§ Brano scelto

○ ○ ○ ○ ○

ACTA APOSTATICAE SEDIS : come, cambiando un po' qua e un po' la, si può cambiare tutto...

venerdì 28 agosto 2015

La Chiesa che Jorge Mario Bergoglio pretende..



Non è possibile “la Chiesa che vorrei…”. Neppure per un papa.

Nessun cattolico, papa compreso, può imporre la propria immagine di “Chiesa”.

La Chiesa che Jorge Mario Bergoglio pretende non è possibile.

A spiegarlo sono Gesù, tutti i Papi della Chiesa e specialmente Giovanni Paolo II e Benedetto XVI.

○ ○ ○ ○ ○

§ Dati estratti
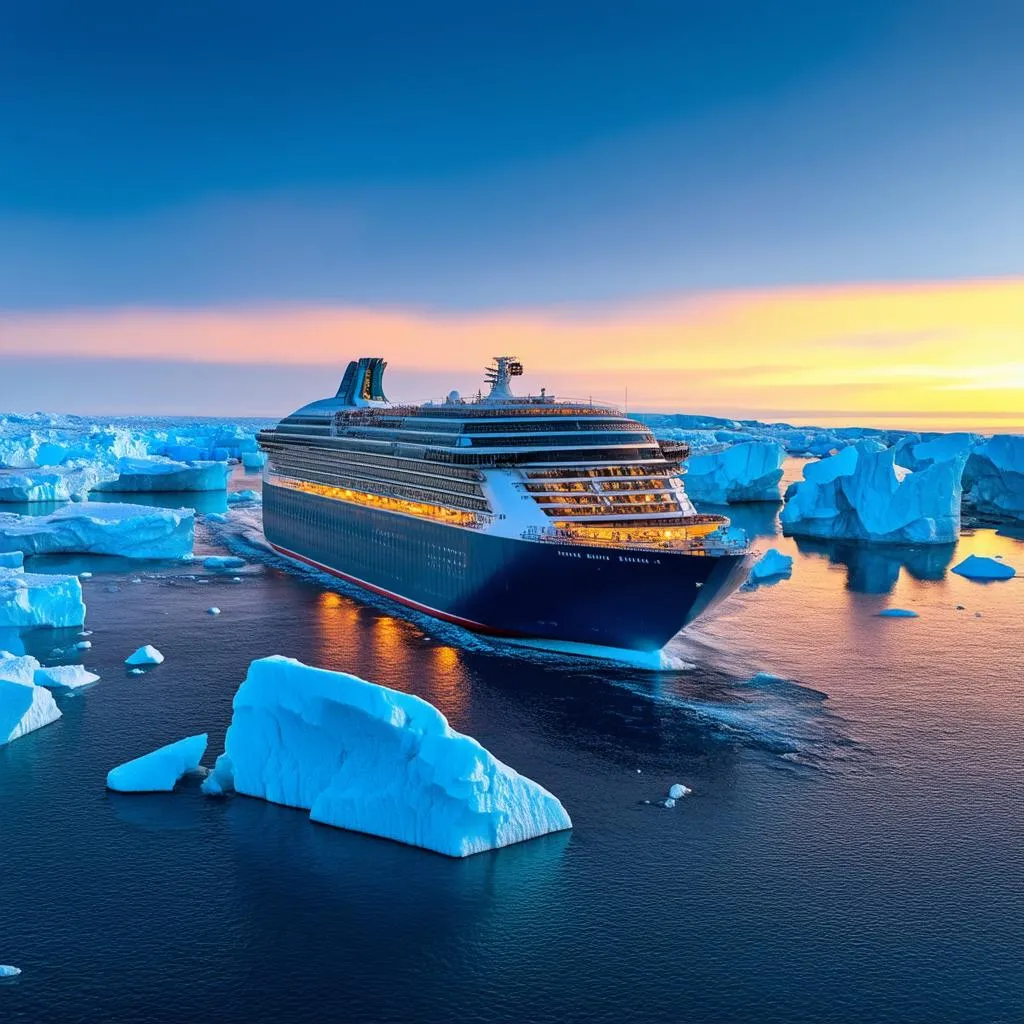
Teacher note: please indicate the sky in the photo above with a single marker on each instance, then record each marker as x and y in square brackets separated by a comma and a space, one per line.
[803, 211]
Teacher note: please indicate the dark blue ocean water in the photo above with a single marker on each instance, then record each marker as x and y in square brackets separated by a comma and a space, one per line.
[853, 849]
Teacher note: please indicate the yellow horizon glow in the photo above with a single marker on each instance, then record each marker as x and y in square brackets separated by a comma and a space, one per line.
[895, 354]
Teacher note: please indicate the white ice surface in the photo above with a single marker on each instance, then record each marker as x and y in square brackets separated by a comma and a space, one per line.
[375, 760]
[159, 770]
[35, 599]
[101, 528]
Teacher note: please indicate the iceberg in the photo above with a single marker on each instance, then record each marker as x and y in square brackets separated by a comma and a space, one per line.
[370, 759]
[100, 528]
[145, 655]
[158, 473]
[981, 567]
[914, 452]
[160, 770]
[772, 565]
[861, 494]
[220, 781]
[24, 706]
[65, 677]
[993, 479]
[35, 599]
[745, 472]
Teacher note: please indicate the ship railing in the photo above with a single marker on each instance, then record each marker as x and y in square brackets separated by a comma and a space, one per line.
[709, 544]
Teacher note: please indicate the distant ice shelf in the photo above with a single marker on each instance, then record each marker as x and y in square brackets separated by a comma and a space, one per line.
[101, 528]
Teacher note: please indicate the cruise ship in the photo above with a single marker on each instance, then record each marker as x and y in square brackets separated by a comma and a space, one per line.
[530, 517]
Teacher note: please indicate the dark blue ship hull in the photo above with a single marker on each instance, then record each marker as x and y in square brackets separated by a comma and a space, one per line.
[636, 600]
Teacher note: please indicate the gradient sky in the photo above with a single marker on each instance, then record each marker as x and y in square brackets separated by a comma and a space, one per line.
[795, 210]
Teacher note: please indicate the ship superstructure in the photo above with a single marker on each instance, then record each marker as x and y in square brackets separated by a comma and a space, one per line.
[527, 516]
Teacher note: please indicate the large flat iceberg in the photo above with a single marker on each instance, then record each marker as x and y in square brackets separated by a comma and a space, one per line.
[157, 473]
[744, 472]
[993, 479]
[983, 567]
[363, 757]
[24, 706]
[861, 494]
[99, 528]
[160, 770]
[35, 599]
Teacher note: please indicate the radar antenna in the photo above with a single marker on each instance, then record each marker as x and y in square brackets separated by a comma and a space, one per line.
[500, 374]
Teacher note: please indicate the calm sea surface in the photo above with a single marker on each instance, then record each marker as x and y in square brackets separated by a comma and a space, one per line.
[853, 849]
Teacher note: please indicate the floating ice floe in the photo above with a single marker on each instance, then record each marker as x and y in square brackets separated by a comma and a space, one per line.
[861, 494]
[744, 472]
[65, 677]
[157, 473]
[993, 479]
[35, 599]
[24, 706]
[223, 562]
[981, 567]
[58, 483]
[772, 565]
[145, 655]
[100, 528]
[363, 757]
[160, 770]
[239, 497]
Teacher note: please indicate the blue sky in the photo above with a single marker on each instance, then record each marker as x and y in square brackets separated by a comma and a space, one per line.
[480, 158]
[469, 155]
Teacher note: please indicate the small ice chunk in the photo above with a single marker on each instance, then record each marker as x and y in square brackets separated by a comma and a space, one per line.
[159, 770]
[223, 562]
[144, 655]
[981, 567]
[65, 677]
[772, 565]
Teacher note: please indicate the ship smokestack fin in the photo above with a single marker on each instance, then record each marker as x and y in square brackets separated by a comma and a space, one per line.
[364, 383]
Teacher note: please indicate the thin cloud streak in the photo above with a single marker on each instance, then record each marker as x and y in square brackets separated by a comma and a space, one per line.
[951, 350]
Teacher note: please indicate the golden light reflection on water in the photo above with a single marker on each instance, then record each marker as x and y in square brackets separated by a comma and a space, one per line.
[389, 650]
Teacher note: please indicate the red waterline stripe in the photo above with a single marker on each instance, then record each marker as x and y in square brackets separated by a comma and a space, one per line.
[448, 617]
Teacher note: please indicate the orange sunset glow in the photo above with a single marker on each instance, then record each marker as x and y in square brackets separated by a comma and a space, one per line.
[919, 354]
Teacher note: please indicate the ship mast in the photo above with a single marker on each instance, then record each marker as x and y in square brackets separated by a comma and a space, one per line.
[500, 375]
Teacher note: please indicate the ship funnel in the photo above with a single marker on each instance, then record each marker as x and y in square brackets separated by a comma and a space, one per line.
[364, 382]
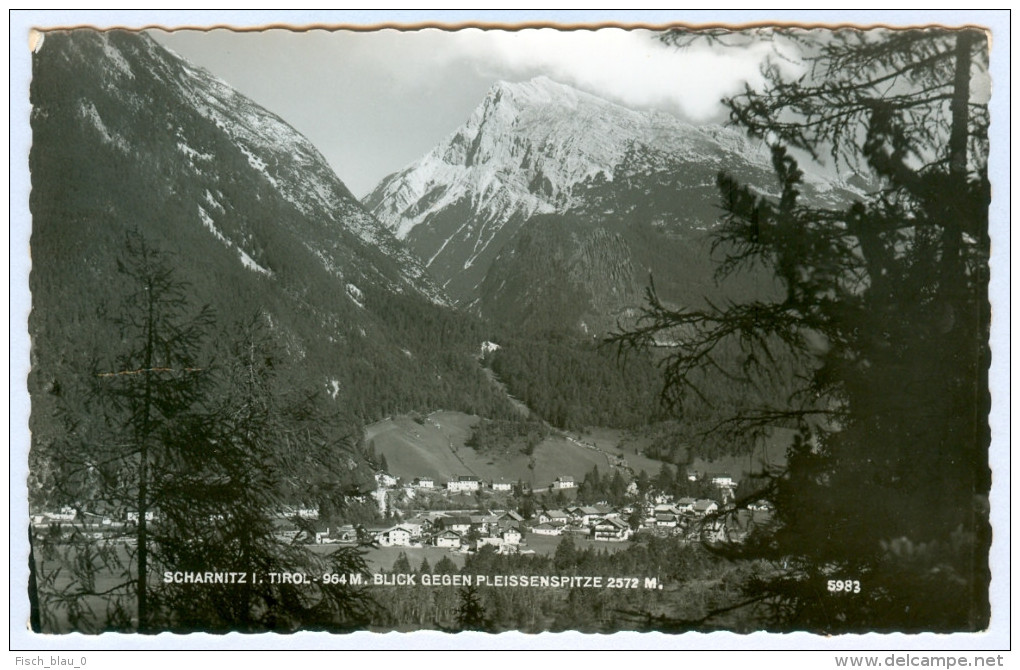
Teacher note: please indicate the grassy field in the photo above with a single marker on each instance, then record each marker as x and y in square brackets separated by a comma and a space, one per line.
[384, 557]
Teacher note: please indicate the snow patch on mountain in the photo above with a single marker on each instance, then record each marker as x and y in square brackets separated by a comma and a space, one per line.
[525, 148]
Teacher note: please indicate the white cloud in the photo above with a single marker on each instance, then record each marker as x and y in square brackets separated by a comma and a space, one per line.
[629, 66]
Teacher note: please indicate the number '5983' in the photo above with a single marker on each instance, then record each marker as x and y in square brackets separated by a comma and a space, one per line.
[844, 586]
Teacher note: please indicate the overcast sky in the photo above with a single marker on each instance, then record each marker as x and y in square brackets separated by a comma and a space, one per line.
[373, 102]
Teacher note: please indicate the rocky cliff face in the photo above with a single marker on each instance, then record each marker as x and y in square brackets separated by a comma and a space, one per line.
[538, 150]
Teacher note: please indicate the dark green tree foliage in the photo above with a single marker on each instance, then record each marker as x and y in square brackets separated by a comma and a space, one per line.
[884, 316]
[471, 614]
[573, 384]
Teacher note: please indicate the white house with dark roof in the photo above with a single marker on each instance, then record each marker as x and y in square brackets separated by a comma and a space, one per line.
[448, 539]
[611, 529]
[501, 485]
[706, 506]
[395, 536]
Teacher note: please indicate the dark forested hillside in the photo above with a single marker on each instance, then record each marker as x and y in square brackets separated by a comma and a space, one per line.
[128, 138]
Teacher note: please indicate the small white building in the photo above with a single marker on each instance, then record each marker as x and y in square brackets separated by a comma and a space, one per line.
[611, 530]
[464, 482]
[722, 479]
[511, 536]
[502, 485]
[395, 536]
[706, 506]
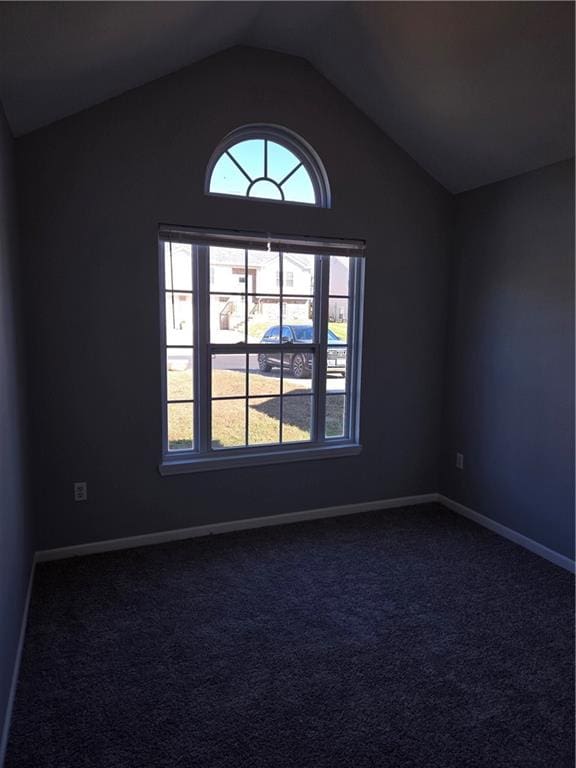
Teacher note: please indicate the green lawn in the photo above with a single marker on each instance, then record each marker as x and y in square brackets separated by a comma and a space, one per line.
[257, 329]
[229, 416]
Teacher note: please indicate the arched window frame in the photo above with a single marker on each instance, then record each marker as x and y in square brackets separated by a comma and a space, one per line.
[290, 141]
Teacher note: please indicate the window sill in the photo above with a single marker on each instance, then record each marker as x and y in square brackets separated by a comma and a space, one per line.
[181, 465]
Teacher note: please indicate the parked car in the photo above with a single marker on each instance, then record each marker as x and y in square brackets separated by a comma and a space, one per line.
[299, 364]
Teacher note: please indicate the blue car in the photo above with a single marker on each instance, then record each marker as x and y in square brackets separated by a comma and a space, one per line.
[299, 364]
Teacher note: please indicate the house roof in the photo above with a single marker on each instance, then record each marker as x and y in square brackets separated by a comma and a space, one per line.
[474, 91]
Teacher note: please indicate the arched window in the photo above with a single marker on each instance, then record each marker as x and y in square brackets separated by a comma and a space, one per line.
[268, 163]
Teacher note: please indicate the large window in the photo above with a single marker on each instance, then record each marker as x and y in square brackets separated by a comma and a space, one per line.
[261, 347]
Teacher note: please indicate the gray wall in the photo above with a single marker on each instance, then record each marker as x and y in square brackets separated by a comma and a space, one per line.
[94, 188]
[510, 382]
[15, 543]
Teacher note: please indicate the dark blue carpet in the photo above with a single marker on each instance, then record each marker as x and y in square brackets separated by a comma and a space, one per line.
[400, 638]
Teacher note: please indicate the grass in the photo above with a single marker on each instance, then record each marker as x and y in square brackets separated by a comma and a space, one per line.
[257, 329]
[229, 416]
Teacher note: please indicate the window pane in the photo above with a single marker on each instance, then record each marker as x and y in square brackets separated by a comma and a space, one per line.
[336, 368]
[227, 178]
[227, 270]
[250, 155]
[299, 187]
[298, 274]
[298, 371]
[227, 318]
[263, 420]
[180, 426]
[263, 315]
[179, 373]
[263, 272]
[296, 419]
[300, 313]
[266, 190]
[228, 375]
[264, 376]
[339, 275]
[178, 266]
[179, 319]
[280, 161]
[335, 415]
[337, 321]
[228, 423]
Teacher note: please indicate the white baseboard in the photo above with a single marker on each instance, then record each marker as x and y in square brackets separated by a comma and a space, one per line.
[16, 668]
[234, 525]
[509, 533]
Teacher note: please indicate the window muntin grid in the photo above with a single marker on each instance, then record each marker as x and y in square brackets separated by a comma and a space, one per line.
[318, 409]
[268, 163]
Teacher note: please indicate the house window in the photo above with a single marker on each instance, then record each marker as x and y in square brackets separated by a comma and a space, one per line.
[268, 163]
[258, 377]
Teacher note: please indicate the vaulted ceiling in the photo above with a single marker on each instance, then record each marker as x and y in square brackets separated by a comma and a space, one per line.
[474, 91]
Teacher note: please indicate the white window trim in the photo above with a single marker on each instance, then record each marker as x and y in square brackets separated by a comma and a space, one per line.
[203, 458]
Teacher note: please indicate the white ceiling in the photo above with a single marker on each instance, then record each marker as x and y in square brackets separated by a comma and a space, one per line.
[474, 91]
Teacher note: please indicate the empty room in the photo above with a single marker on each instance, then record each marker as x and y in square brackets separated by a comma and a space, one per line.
[287, 384]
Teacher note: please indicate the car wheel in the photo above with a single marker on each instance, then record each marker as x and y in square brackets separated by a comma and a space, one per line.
[263, 364]
[298, 367]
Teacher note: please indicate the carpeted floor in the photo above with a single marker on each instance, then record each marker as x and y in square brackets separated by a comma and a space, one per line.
[407, 638]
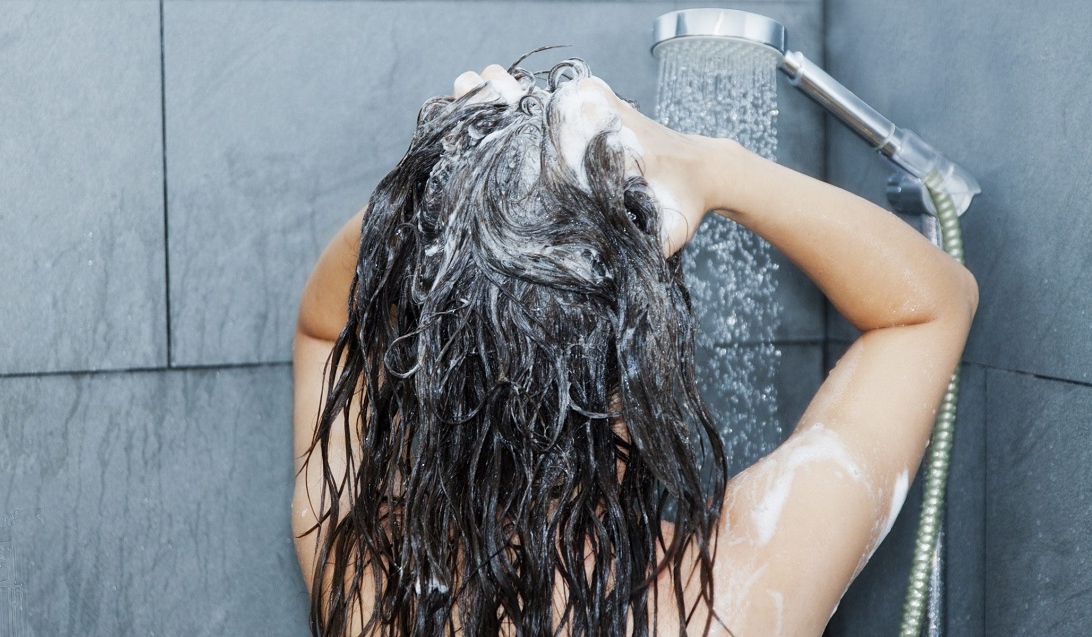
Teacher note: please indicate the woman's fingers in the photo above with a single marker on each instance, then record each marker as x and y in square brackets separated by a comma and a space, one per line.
[498, 85]
[465, 83]
[500, 81]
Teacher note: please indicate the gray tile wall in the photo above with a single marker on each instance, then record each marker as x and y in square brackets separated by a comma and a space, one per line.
[984, 82]
[81, 191]
[169, 173]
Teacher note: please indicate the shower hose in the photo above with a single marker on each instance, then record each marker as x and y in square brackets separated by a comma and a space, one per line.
[924, 585]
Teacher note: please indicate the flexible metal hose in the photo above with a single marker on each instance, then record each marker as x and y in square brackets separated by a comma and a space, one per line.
[927, 545]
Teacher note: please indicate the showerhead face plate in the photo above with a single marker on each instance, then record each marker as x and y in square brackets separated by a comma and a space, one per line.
[720, 23]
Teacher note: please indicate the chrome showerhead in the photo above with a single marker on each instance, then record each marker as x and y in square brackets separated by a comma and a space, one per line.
[719, 23]
[902, 146]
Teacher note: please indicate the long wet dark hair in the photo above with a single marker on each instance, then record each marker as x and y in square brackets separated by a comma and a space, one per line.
[522, 355]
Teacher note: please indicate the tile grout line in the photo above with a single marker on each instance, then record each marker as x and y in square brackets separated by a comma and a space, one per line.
[174, 368]
[985, 492]
[163, 139]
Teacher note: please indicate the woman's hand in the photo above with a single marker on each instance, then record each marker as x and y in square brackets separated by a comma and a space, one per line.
[680, 168]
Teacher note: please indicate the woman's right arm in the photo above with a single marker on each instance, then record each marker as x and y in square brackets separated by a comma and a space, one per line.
[800, 523]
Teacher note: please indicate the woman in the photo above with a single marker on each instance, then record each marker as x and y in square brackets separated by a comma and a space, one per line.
[511, 408]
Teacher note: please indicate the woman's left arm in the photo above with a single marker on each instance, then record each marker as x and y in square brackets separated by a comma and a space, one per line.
[323, 311]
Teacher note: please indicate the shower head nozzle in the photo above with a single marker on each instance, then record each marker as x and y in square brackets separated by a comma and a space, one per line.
[719, 23]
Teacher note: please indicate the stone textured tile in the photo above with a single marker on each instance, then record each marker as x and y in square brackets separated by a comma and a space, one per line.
[965, 511]
[81, 190]
[1022, 132]
[1039, 512]
[281, 119]
[149, 504]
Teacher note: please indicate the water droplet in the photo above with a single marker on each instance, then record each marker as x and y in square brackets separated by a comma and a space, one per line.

○ ○ ○ ○ ○

§ Consegna
Riporta tutte le persone che il brano scelto indica con il loro nome.

§ Risposta all'esercizio
Jorge Mario Bergoglio, Gesù, Giovanni Paolo II, Benedetto XVI